» EXCERPTED TEXT
++++++++++++++++++++

Matty discusses the departing Connor Lemonheigh-Evans.

You’re twisting my Lemon man.

If Torquay United were an elite football club, the headlines around Gary Johnson’s 30-minute-long video update would revolve around CONTRACT REBELS, but there’s absolutely nothing rebellious about Connor Lemonheigh-Evans’ departure from Plainmoor. He goes with love, affection, and gratitude. Unless he goes to the wrong club, in which case he’ll be thanking his lucky stars that his name has too many syllables to fit into the Ben Gerring song.

It’s rare in modern football, even rarer in a league that depends on loans and one-year contracts, for a player to appear for the same team in five successive seasons. Rarer still is being witness to the full trajectory of evolution that we’ve seen in Connor Lemonheigh-Evans: he joined as that fish-type creature, whizzed quickly through the ape/Neanderthal phase, and leaves as a fully-formed homo sapien.

++++++++++++++++++++

» SHORT EXERCISE A
Using the excerpted text, explain why it is especially rare in this league for a player to appear for the same team in five successive seasons.

(Records drawn from a data source)
++++++++++++++++++++

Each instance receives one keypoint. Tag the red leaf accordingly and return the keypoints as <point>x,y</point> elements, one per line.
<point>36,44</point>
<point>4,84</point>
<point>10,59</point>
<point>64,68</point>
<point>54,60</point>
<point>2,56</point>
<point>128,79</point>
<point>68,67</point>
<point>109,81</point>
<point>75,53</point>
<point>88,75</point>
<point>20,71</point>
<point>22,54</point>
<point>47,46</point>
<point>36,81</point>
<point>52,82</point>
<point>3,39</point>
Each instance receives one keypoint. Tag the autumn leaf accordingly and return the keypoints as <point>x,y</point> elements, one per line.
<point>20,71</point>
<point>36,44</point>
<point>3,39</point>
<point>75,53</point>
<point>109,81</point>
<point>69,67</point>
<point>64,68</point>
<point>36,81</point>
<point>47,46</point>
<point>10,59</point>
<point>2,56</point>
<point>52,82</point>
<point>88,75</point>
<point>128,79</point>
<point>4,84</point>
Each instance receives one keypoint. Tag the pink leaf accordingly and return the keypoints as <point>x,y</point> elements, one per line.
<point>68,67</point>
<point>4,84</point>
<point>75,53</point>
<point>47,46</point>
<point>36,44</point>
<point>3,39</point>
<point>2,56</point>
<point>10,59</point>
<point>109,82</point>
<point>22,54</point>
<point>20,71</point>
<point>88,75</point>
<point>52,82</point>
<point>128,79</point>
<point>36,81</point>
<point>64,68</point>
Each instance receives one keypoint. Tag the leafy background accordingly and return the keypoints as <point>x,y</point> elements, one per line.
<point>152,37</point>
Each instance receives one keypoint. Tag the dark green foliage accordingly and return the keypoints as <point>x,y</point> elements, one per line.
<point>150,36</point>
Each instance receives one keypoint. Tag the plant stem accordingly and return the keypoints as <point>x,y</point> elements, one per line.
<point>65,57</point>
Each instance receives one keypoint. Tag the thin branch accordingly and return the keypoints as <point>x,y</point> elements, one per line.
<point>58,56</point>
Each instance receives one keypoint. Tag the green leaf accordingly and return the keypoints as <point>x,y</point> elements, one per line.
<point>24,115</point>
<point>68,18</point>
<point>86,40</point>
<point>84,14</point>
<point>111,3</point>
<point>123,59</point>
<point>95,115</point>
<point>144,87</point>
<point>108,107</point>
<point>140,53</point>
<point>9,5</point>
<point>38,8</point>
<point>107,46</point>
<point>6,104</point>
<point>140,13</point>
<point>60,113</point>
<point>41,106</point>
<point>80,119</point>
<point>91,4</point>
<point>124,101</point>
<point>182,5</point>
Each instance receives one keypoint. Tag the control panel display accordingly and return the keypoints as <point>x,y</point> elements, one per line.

++++++++++++++++++++

» SHORT EXERCISE B
Recast the listing from the line containing "Each instance receives one keypoint. Tag the leafy" to the line containing "<point>152,37</point>" as a JSON list of strings, with one string for each line.

» OUTPUT A
The text states that the league depends on loans and one-year contracts. Such short-term arrangements make it unusual for a player to stay with one team for five consecutive seasons, which makes Connor Lemonheigh-Evans's tenure rarer still.

» OUTPUT B
[
  "Each instance receives one keypoint. Tag the leafy background accordingly and return the keypoints as <point>x,y</point> elements, one per line.",
  "<point>152,37</point>"
]